GOAL: Give the stretch of entries from the line containing "trace long black hair, every instance" through the end of the entries as a Markdown table with the columns Row and Line, omitting blank lines.

[Stored entries]

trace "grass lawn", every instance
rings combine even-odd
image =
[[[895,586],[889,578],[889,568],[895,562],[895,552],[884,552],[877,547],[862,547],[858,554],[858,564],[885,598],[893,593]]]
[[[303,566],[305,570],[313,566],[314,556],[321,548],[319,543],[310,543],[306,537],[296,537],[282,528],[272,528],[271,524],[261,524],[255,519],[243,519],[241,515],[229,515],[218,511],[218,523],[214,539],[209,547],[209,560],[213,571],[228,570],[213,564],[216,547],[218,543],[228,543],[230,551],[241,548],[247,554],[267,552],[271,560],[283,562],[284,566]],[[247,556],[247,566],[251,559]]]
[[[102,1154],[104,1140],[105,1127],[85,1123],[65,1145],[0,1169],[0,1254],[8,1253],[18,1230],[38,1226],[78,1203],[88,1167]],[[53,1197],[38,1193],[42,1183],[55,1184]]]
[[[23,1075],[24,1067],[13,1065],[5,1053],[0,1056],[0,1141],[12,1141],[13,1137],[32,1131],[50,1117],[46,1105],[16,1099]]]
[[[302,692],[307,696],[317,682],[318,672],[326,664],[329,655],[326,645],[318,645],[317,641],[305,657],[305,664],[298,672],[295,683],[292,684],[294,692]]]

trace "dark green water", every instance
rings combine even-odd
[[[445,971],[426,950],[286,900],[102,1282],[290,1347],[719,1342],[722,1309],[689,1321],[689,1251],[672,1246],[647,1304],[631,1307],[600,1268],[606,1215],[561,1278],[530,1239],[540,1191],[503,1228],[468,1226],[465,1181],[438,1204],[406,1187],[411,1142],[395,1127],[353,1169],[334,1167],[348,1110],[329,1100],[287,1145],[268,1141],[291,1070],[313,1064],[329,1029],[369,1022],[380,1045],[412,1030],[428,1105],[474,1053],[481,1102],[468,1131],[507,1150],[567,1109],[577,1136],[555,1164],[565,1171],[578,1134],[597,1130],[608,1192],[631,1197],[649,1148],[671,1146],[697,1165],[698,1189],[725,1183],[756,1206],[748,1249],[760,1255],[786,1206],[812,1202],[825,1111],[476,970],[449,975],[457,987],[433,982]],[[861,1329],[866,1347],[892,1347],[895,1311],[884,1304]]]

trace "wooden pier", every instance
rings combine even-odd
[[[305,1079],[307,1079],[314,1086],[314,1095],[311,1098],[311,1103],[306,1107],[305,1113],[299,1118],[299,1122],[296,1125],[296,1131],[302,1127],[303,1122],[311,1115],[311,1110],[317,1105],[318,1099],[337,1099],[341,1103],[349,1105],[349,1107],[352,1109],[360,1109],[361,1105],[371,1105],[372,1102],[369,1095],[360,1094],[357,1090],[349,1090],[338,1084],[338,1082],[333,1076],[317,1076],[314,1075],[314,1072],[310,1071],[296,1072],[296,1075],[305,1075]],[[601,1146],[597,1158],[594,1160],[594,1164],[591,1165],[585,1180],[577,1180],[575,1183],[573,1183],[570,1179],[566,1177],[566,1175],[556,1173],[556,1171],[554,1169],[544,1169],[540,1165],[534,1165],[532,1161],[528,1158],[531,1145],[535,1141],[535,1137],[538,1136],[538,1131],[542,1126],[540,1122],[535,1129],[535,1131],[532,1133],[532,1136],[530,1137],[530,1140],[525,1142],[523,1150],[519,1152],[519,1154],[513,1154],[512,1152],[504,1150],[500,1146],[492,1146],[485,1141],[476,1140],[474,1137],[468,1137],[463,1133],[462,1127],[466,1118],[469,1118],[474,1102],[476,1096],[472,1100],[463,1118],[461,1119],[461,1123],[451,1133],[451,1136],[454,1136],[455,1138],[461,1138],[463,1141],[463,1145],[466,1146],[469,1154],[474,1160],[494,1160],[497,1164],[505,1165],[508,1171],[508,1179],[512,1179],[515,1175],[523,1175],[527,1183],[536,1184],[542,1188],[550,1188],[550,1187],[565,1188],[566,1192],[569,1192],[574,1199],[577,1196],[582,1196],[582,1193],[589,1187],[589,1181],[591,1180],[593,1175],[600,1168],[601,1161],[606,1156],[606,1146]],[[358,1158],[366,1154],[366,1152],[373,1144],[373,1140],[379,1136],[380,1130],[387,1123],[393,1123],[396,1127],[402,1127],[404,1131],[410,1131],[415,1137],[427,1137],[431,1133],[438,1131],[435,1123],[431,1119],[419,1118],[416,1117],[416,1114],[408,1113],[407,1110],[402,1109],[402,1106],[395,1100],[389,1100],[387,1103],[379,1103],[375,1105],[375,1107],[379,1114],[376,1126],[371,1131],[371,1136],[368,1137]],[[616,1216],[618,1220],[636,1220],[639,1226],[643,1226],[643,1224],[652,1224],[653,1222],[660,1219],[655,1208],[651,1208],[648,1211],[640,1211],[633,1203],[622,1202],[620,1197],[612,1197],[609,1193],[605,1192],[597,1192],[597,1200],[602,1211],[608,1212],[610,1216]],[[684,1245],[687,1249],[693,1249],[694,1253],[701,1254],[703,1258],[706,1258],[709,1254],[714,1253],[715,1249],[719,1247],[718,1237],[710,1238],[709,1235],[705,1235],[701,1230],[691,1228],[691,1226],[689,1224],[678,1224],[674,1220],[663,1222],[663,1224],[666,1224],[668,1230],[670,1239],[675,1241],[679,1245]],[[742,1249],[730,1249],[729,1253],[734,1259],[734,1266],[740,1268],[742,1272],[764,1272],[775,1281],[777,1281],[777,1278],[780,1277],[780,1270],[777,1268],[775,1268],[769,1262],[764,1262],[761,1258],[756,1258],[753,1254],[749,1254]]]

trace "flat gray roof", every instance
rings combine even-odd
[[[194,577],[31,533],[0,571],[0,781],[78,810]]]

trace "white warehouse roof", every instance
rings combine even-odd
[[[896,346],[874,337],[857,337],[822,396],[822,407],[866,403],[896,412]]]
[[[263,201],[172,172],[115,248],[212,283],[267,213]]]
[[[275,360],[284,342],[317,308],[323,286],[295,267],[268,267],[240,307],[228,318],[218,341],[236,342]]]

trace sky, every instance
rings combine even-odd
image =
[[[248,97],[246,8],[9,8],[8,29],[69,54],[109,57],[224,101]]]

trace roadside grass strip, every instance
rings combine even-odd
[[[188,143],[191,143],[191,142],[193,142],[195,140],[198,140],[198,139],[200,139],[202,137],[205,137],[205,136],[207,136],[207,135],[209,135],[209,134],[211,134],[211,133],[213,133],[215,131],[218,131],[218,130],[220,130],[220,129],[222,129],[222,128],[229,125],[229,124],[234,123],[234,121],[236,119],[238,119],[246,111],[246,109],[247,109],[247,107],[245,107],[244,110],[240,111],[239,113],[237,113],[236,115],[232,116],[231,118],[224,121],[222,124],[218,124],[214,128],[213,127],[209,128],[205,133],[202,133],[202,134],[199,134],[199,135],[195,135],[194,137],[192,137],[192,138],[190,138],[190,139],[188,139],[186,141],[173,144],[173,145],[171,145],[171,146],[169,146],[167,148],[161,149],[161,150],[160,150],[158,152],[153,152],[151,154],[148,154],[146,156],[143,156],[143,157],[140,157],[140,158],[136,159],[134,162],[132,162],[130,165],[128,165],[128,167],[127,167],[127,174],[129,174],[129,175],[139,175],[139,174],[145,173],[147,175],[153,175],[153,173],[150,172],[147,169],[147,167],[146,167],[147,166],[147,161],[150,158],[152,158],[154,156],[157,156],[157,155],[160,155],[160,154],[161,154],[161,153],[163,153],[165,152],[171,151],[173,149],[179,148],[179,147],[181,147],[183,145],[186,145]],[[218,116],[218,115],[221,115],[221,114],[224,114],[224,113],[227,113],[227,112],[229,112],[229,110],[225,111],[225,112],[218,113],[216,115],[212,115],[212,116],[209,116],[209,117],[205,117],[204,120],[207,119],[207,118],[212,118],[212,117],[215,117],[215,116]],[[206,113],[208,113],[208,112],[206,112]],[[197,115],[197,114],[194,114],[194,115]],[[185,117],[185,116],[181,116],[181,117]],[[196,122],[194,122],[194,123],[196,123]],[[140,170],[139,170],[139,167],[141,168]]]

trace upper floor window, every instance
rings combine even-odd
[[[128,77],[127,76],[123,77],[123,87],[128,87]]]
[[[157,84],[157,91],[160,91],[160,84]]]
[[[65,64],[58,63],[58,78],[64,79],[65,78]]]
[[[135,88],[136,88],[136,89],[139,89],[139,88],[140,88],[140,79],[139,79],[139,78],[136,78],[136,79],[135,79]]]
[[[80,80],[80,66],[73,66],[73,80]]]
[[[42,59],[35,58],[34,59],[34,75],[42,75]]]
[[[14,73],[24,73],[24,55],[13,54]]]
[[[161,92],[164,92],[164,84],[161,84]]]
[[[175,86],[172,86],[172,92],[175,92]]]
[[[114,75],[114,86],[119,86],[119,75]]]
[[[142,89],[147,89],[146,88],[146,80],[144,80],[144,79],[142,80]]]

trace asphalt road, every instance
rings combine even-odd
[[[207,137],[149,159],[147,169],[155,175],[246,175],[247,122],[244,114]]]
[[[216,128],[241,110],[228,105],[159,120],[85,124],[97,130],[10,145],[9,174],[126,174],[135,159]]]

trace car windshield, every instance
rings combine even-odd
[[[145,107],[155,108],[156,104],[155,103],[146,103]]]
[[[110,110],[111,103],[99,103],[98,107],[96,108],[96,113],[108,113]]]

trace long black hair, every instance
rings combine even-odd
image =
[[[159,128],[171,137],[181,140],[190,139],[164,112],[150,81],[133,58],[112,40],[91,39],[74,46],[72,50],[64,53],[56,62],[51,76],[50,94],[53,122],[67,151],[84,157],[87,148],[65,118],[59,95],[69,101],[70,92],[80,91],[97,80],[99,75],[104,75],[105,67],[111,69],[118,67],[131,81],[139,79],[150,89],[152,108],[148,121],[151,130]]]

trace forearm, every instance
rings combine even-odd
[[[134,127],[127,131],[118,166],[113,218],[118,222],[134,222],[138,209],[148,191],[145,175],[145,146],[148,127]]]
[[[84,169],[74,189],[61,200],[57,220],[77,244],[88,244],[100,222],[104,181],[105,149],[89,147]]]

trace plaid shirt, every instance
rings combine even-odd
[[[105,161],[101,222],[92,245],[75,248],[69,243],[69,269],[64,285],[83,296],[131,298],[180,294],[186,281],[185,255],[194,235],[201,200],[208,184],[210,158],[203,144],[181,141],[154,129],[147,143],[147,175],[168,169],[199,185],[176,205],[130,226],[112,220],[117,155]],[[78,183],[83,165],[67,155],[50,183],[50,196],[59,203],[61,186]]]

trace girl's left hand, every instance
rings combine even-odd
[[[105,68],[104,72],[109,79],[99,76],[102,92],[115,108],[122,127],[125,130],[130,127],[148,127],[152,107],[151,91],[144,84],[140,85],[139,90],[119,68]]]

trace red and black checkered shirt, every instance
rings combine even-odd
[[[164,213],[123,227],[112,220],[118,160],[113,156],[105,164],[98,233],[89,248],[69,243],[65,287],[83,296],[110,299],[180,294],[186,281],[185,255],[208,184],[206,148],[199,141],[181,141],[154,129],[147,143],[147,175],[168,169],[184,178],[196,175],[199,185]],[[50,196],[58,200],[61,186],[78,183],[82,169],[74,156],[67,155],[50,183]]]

COMPLETE ANSWER:
| Row | Line |
|---|---|
| 1 | trace long black hair, every instance |
| 2 | rings combine even-odd |
| 3 | image = |
| 4 | [[[159,128],[171,137],[181,140],[190,139],[164,112],[150,81],[133,58],[112,40],[91,39],[74,46],[72,50],[64,53],[56,62],[51,76],[50,94],[53,122],[67,151],[84,157],[87,148],[65,118],[59,95],[69,101],[70,92],[80,91],[97,80],[99,75],[104,75],[105,67],[111,69],[118,67],[131,81],[139,79],[150,89],[152,108],[148,121],[151,130]]] |
| 5 | trace forearm, every instance |
| 6 | rings combine even-odd |
| 7 | [[[134,127],[127,131],[118,166],[113,218],[118,222],[134,222],[138,209],[148,191],[145,175],[145,146],[148,127]]] |
| 8 | [[[84,169],[74,189],[61,200],[57,220],[77,244],[88,244],[100,222],[104,181],[105,149],[89,147]]] |
| 9 | trace plaid shirt, every instance |
| 10 | rings combine even-odd |
| 11 | [[[105,161],[101,222],[92,245],[75,248],[69,243],[69,269],[64,285],[83,296],[131,298],[180,294],[186,281],[185,255],[194,235],[201,200],[208,184],[210,158],[203,144],[181,141],[154,129],[147,143],[147,175],[168,169],[199,185],[176,205],[130,226],[112,220],[117,155]],[[78,183],[83,165],[67,155],[50,183],[50,196],[59,203],[61,186]]] |
| 12 | trace girl's left hand, every instance |
| 13 | rings combine even-odd |
| 14 | [[[105,68],[104,72],[109,79],[99,76],[102,92],[115,108],[122,127],[125,130],[130,127],[148,127],[152,107],[151,91],[144,84],[140,85],[139,90],[119,68]]] |
| 15 | trace red and black checkered shirt, every instance |
| 16 | rings combine even-odd |
| 17 | [[[164,213],[123,227],[112,220],[118,160],[113,156],[105,164],[98,233],[89,248],[69,243],[65,287],[83,296],[110,299],[180,294],[186,281],[185,255],[208,184],[206,148],[199,141],[181,141],[154,129],[147,143],[147,175],[168,169],[184,178],[196,175],[199,185]],[[50,196],[58,200],[61,186],[78,183],[82,169],[74,156],[67,155],[50,183]]] |